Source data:
--------------------------------
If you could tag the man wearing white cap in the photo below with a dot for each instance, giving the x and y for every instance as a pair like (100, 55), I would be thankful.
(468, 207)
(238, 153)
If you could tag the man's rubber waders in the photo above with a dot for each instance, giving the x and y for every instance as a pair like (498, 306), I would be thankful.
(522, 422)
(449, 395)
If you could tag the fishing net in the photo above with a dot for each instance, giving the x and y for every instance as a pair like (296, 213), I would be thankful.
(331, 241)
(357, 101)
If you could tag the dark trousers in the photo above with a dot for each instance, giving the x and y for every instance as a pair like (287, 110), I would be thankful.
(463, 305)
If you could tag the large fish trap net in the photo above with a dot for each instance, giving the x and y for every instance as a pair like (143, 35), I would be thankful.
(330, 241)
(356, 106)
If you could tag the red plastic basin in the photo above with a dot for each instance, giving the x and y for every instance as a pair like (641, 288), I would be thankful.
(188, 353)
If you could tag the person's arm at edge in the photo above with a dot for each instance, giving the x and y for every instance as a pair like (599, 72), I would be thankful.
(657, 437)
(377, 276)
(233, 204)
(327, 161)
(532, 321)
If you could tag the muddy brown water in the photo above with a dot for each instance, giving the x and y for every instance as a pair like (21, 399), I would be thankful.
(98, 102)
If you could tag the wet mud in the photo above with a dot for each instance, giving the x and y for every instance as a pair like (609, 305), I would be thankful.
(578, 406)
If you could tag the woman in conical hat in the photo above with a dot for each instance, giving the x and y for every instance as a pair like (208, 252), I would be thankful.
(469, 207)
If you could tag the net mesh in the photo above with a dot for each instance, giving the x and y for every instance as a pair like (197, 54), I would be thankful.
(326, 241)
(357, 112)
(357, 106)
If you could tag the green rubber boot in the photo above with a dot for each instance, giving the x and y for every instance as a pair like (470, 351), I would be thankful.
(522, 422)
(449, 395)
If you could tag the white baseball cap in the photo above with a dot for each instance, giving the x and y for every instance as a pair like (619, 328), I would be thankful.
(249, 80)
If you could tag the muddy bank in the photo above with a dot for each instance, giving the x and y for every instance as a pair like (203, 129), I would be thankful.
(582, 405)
--------------------------------
*REQUIRED TASK*:
Go through the data and return every record exactly.

*OUTPUT*:
If you could tag the man wearing white cap in the photo below with a dot for each instance, giving the x and y for every instance as a pair like (100, 55), I would be thankful.
(468, 207)
(238, 153)
If you could tag the man's rubber waders in the photo above with a dot for each instance, giving the x and y for every instance as a pair like (498, 306), I would be thankful.
(522, 422)
(449, 395)
If you could tag the fishing net in the photo above with a dot for each instance, giving the x and y for every instance as a pair like (296, 213), I would be thankful.
(331, 241)
(357, 101)
If you could tag the dark trousers in the photo above with a dot for each instance, giving the x and y for every instance as a pair like (287, 110), I would be thankful.
(463, 305)
If you could tag the large fish trap net in the photo above with a dot for each instance, giving the x and y for every instance as a pair like (143, 35), I would be thankful.
(330, 241)
(356, 106)
If you could tag the red plastic basin in the photo above with a dot for each instance, giving the x and y for every instance as a pair like (641, 288), I would be thankful.
(188, 353)
If you could tag the person's arm at edge in the photo above with a dot for each instance, giving the x and y for every instance as a pair like (599, 72), I would be thankful.
(657, 437)
(377, 276)
(233, 204)
(327, 161)
(532, 321)
If you could tag the muddy brown water in the photo above with a dot for each instance, giving the x and y for every instance as a pair like (21, 399), I would be thankful.
(98, 102)
If you could tag the wet mud in the photo above with a dot for each instance, giving the x and y for every instance as a pair like (609, 305), I would be thankful.
(578, 406)
If you could tag the woman in conical hat in the photo above with a dot for each instance, giving the x and y for every instance as a pair like (208, 252), I would be thankful.
(469, 207)
If you could tag the net mesh in the photo above with a dot for each instance, giving the x and y for every instance as a pair like (197, 54), I would be thankful.
(326, 241)
(357, 112)
(357, 106)
If you could tag the green rubber boot in the photo above with a dot for each instance, giving the x and y for every instance as a pair like (470, 351), I would be thankful.
(522, 422)
(449, 395)
If you could tag the white baseball cap in the photo above with a dot for each instance, giving the x and y for every instance as a pair like (619, 328), I would be thankful.
(249, 80)
If you could tag the muddy bank in the photo above with a dot for each instance, giving the x and y for every instance as a pair like (203, 129), I would be thankful.
(582, 405)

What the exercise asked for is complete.